_What you will do_: Copy the lines from the one with "Localize front wheel in this screenshot." up to and including the last line of the records, keeping the requests. Multiply each coordinate in the answers by 1.9 and round it to a whole number, halves up, but leave the requests and their sample numbers unchanged.

_Rows_:
=-=-=
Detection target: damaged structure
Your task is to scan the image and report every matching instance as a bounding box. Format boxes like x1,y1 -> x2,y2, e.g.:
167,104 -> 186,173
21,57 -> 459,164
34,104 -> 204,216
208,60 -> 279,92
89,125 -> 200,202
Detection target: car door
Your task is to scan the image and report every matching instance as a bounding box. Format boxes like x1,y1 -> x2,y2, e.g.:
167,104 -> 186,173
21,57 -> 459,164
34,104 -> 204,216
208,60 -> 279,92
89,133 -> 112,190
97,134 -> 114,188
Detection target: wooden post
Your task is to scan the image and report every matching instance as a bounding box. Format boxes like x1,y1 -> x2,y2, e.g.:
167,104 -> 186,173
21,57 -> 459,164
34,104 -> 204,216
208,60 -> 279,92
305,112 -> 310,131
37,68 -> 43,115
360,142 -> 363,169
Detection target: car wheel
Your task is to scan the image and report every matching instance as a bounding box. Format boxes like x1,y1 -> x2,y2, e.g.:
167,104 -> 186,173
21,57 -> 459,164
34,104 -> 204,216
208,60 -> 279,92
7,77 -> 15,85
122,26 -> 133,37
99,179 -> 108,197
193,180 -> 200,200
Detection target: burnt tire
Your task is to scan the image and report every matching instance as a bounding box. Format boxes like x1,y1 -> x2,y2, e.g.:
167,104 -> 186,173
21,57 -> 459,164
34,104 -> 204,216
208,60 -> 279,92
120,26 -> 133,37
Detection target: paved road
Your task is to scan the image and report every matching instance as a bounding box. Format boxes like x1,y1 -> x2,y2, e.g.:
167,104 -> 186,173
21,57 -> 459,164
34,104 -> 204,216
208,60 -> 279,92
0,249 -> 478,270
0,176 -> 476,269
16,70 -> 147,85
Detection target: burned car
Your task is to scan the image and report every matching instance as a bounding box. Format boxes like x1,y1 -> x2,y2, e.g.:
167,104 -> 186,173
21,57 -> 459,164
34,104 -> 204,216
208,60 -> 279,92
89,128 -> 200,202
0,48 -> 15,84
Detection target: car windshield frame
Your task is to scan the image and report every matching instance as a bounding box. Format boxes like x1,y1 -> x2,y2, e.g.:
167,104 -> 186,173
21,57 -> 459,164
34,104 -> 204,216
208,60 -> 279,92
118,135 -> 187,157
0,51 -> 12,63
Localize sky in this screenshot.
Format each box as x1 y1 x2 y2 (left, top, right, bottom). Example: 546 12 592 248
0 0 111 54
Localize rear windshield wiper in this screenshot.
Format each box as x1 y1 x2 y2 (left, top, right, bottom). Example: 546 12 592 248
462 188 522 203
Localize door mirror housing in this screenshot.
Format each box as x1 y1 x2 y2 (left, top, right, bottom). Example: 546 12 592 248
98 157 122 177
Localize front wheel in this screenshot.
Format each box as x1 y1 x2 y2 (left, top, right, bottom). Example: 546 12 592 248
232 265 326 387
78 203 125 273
=-=-=
_Full answer_:
Localize front wheel in this screenshot.
Format each box as x1 y1 x2 y2 (left, top, right, bottom). Example: 546 12 592 248
441 504 619 735
148 386 238 519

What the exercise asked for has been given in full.